-- start ENTRIES PROVIDED --
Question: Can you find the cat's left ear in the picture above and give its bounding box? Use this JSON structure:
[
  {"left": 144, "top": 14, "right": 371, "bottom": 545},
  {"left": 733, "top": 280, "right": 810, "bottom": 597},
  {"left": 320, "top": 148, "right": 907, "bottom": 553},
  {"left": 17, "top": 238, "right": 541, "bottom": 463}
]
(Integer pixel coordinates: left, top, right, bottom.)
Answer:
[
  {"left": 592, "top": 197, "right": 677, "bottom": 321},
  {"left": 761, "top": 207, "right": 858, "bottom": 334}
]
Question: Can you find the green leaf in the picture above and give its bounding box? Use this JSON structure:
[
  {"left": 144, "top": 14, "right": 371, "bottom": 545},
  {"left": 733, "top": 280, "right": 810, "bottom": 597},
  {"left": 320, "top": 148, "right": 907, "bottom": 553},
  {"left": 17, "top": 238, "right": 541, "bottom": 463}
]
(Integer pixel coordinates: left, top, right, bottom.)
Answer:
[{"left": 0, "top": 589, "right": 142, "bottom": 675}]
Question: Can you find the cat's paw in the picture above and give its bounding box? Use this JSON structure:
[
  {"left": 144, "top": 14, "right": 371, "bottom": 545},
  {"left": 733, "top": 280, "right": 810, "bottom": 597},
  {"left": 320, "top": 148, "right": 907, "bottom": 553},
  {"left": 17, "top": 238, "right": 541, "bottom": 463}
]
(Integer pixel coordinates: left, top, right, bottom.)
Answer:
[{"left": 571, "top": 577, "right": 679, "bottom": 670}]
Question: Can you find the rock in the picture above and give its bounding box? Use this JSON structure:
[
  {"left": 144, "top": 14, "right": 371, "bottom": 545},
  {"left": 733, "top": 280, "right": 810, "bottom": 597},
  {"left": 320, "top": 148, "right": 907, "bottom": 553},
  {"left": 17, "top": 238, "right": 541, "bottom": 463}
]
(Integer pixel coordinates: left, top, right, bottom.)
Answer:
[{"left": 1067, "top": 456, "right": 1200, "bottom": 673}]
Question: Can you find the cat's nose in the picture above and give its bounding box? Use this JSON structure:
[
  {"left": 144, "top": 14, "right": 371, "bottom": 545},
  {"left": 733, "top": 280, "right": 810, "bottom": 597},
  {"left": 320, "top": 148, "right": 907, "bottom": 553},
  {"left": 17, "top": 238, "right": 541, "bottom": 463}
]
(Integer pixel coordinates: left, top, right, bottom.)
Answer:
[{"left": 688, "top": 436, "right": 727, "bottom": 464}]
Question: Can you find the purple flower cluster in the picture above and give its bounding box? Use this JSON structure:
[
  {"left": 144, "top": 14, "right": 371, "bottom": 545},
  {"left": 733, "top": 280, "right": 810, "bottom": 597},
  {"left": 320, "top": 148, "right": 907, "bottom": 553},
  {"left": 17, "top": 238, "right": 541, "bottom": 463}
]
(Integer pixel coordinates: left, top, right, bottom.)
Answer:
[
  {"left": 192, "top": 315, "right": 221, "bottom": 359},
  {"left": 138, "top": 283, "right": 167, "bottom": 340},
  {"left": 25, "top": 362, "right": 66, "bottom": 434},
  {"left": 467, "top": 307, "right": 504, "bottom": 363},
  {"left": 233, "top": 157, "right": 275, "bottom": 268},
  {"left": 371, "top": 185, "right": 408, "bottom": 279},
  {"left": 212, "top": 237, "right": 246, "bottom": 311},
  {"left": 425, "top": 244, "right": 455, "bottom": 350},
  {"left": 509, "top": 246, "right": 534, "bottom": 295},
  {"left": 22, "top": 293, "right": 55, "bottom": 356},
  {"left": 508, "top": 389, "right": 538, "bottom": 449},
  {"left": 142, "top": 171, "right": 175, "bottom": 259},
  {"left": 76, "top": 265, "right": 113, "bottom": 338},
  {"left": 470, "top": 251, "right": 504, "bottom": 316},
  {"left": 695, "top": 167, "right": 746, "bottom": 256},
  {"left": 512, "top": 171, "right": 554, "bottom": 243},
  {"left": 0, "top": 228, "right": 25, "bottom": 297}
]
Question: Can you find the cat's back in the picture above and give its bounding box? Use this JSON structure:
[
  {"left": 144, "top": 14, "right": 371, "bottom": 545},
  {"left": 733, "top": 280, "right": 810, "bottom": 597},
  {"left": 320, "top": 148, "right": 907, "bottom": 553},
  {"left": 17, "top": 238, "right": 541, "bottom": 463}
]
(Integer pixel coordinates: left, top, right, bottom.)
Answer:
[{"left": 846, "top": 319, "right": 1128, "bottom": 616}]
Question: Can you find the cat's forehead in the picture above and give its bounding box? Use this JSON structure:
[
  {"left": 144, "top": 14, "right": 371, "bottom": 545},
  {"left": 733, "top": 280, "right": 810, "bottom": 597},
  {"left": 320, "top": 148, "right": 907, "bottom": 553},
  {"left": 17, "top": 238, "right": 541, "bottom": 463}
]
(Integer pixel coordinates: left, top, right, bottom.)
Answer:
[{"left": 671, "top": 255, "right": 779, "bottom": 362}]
-- end ENTRIES PROVIDED --
__TASK DETAILS__
Take the lines from the one containing "Question: Can you find the cat's forehead" through the last line above and put them into a JSON list of strings, one string per line. Leave out any blank lines.

__TASK SOLUTION__
[
  "Question: Can you find the cat's forehead in the picture above and give its bounding box? Use this JSON structure:",
  "[",
  "  {\"left\": 144, \"top\": 14, \"right\": 371, \"bottom\": 545},",
  "  {\"left\": 733, \"top\": 280, \"right\": 810, \"bottom\": 597},",
  "  {\"left\": 320, \"top\": 148, \"right\": 907, \"bottom\": 553},",
  "  {\"left\": 17, \"top\": 238, \"right\": 541, \"bottom\": 463}",
  "]",
  "(Integer pixel coordinates: left, top, right, bottom.)",
  "Answer:",
  "[{\"left\": 671, \"top\": 255, \"right\": 779, \"bottom\": 362}]"
]